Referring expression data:
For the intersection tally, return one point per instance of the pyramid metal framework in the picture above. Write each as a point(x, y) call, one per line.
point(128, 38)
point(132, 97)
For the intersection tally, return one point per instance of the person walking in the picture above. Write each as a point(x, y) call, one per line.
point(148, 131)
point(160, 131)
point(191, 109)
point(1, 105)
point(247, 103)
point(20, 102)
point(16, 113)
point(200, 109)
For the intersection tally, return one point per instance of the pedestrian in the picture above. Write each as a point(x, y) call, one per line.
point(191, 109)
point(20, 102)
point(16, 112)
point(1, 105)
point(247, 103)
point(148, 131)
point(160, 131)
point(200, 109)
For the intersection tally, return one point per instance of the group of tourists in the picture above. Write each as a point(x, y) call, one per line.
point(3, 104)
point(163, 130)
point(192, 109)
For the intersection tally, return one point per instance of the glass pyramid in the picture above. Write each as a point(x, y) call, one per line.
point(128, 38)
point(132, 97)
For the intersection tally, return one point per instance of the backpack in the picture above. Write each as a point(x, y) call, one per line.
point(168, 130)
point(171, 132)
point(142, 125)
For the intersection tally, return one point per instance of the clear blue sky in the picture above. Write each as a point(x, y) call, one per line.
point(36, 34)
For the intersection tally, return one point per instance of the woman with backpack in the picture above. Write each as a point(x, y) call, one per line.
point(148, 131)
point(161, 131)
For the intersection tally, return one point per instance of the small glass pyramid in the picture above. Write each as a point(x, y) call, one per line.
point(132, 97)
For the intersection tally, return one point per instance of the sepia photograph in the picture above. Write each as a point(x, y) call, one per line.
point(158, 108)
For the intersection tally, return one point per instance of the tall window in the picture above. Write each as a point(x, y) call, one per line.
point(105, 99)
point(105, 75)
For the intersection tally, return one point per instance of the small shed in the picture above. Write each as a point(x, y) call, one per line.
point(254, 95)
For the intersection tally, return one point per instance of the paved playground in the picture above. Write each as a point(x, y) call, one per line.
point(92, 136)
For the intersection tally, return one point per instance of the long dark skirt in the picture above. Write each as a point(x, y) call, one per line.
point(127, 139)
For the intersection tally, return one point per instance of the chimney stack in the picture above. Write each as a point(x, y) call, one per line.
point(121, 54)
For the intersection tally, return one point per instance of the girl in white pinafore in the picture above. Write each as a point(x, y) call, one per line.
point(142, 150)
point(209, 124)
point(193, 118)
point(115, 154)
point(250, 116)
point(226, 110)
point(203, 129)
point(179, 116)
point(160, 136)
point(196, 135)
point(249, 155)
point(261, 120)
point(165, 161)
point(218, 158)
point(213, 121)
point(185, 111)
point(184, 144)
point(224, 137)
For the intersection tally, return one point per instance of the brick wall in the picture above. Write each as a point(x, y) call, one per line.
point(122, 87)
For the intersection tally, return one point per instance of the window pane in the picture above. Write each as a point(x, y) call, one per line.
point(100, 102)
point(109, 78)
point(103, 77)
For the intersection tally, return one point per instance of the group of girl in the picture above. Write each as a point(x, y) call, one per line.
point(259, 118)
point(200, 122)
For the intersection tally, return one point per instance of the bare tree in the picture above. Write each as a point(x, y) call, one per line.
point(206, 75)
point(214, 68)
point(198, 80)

#### Your goal:
Set down the records once more, character for character.

#### Final answer:
For the intersection tally, return one point per instance of the pyramid metal framework in the picture above. Write each as a point(x, y) call, one per line.
point(128, 38)
point(132, 97)
For the intersection tally, return one point per instance of the person walking in the picture above. Write each as a point(x, y) call, one per line.
point(148, 131)
point(160, 131)
point(191, 109)
point(1, 105)
point(247, 103)
point(20, 102)
point(16, 113)
point(200, 109)
For the intersection tally, return one point per instance of the pedestrian in the picture above. Write each as a point(x, y) call, one per line.
point(191, 109)
point(20, 102)
point(16, 112)
point(1, 105)
point(247, 103)
point(148, 131)
point(160, 131)
point(200, 109)
For the intersection tally, return one point per instance of the group of tourists in the picture above. Write each as a point(x, y) call, one per line.
point(3, 104)
point(163, 130)
point(192, 109)
For the intersection tally, return one point per instance of the glass pyramid in the picture above. Write each as a point(x, y) call, one per line.
point(128, 38)
point(132, 97)
For the intersection tally, return one point per instance of the backpack in the picture above. Write each as a point(x, y) call, one per line.
point(168, 130)
point(171, 132)
point(142, 125)
For the intersection tally, return one point per instance of the clear blue sky in the picture above. Write each as a point(x, y) call, one per line.
point(36, 34)
For the intersection tally, return one point per instance of the woman with backpack in the picture above. Write each as a point(x, y) call, one per line.
point(148, 131)
point(161, 131)
For the intersection tally, return one point per instance of the small glass pyramid in the picture above. Write each as a point(x, y) call, one per line.
point(132, 97)
For the intersection tally, return one point per instance of the sepia photograph in the picture above. Write each as a point(x, y) call, one per line.
point(158, 108)
For the intersection tally, return one point per instance of the tall window in the picture above. Write each as a point(x, y) call, one per line.
point(105, 99)
point(105, 75)
For the intersection tally, return one point per instance of the small shed in the picture above. Write each as a point(x, y) call, one per line.
point(254, 95)
For the intersection tally, return one point per instance of the paved playground in the picture above. Write each as a point(x, y) call, one per line.
point(92, 136)
For the intersection tally, return one point per instance of the long dark skirt in the picture above. Write each as a point(x, y) call, one per line.
point(127, 139)
For the intersection tally, return one point per instance of the chimney stack in the picture above. Write each as a point(x, y) call, one per line.
point(121, 54)
For the intersection tally, return one point per instance of the girl in white pinafore in the picture above. Write each as a point(x, y) call, one per line.
point(142, 150)
point(209, 124)
point(193, 118)
point(115, 154)
point(250, 116)
point(226, 110)
point(203, 129)
point(179, 116)
point(160, 136)
point(196, 135)
point(249, 155)
point(261, 120)
point(165, 161)
point(218, 158)
point(213, 121)
point(185, 111)
point(184, 144)
point(224, 137)
For the intersection tally, return one point per instance of the brick wall in the picture above. Write each as a point(x, y) call, one per line.
point(122, 87)
For the intersection tally, return one point per instance of the window pane in the picture above. Write each as a point(x, y) call, one per line.
point(100, 102)
point(109, 78)
point(103, 77)
For the intersection tally, return one point per instance of the group of girl in the picture above. Write each as a point(x, y) call, one per line.
point(259, 118)
point(200, 122)
For the intersection tally, return one point per instance of the bare tree in the picture above. Write each as a point(x, y) call, one per line.
point(206, 75)
point(214, 68)
point(198, 80)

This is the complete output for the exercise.